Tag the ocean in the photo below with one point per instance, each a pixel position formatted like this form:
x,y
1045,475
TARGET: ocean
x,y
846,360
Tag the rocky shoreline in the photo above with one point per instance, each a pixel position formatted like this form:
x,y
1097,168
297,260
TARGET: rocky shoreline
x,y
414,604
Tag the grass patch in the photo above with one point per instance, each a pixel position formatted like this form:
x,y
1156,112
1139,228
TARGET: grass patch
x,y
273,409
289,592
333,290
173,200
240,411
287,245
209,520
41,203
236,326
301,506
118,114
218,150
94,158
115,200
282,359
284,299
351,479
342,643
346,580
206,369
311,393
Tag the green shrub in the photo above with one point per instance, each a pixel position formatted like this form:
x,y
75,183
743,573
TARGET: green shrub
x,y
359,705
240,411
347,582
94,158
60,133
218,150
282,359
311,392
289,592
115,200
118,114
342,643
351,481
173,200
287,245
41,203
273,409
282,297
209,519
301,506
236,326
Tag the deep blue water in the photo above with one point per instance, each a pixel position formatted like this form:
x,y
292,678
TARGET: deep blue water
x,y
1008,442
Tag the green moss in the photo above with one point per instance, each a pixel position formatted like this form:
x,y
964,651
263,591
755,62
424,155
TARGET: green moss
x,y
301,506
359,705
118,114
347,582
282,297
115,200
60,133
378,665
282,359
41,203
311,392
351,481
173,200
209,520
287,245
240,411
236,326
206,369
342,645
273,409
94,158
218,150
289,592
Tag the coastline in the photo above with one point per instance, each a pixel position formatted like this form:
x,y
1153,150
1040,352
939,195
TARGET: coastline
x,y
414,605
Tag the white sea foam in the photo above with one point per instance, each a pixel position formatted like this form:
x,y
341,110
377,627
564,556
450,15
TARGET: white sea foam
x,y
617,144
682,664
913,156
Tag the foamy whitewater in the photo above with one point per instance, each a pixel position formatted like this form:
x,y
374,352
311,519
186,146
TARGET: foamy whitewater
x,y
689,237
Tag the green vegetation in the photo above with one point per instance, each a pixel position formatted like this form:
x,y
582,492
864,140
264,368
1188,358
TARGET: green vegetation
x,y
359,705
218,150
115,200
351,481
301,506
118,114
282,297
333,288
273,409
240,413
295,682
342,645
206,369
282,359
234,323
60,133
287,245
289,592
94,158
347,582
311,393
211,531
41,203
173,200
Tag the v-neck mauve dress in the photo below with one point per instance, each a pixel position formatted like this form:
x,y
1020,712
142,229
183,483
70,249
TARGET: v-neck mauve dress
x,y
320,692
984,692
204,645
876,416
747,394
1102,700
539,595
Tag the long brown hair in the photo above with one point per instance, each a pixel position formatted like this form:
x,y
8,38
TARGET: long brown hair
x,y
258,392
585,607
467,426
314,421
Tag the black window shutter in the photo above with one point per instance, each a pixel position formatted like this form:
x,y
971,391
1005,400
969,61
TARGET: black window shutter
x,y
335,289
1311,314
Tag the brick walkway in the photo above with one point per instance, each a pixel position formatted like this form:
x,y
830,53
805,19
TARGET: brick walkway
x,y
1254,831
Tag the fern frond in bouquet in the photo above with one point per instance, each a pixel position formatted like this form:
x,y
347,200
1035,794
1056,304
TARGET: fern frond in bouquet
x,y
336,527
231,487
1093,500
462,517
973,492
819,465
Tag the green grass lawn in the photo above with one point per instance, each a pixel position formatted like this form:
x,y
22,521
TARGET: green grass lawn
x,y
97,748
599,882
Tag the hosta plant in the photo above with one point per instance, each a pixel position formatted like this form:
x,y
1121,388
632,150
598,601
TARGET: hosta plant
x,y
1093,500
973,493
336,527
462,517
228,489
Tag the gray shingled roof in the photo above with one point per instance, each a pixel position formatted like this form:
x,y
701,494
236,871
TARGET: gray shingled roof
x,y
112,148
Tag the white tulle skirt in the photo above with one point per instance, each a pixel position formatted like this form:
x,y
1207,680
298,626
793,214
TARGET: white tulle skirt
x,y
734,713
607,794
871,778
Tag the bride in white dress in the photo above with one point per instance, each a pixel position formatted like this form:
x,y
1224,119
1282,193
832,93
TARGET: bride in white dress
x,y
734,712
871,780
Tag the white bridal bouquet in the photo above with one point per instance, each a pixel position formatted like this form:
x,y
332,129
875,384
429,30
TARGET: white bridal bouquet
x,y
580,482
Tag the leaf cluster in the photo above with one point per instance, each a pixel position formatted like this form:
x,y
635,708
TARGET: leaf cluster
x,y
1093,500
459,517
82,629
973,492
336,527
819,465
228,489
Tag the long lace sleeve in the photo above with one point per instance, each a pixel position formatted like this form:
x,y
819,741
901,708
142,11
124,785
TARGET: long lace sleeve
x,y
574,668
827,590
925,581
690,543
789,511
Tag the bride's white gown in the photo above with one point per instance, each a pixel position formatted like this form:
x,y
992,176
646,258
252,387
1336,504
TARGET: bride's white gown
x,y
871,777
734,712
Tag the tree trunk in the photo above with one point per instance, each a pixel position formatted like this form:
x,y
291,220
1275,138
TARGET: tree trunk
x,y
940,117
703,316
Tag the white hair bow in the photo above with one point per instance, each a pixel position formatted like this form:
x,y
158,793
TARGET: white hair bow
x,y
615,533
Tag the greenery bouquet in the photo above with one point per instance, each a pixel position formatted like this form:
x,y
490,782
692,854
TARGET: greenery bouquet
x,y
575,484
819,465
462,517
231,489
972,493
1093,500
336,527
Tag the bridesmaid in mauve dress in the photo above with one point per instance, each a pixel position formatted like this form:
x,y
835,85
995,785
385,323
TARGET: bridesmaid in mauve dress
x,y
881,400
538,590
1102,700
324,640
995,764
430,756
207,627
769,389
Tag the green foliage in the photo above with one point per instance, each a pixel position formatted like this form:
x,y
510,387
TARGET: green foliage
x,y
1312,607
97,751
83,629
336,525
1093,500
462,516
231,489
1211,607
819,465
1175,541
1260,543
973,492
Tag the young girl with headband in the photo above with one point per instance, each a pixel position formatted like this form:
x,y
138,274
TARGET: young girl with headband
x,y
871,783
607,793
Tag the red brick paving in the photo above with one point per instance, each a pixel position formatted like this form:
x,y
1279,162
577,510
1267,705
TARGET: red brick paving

+++

- [Exercise] In the records above, return only the line that contains "Tag the green foliage" and every line after it through the last, exactly as they appear.

- [The answer]
Tag the green foliage in the photo above with one point per instance, each a pixel position formatted like this form:
x,y
510,387
TARGET: green foliage
x,y
1312,607
97,751
83,629
336,525
1093,500
462,516
231,489
1211,607
819,465
1175,541
1260,543
973,492
Tag the young girl with headband in the photo above with one point per instance, each a pixel position formatted like this form:
x,y
138,274
TARGET: young girl with headband
x,y
871,783
607,793
Tag the red brick paving in the photo above with one point per instance, each a pixel position formatted like this form:
x,y
1279,162
577,510
1267,705
TARGET: red brick paving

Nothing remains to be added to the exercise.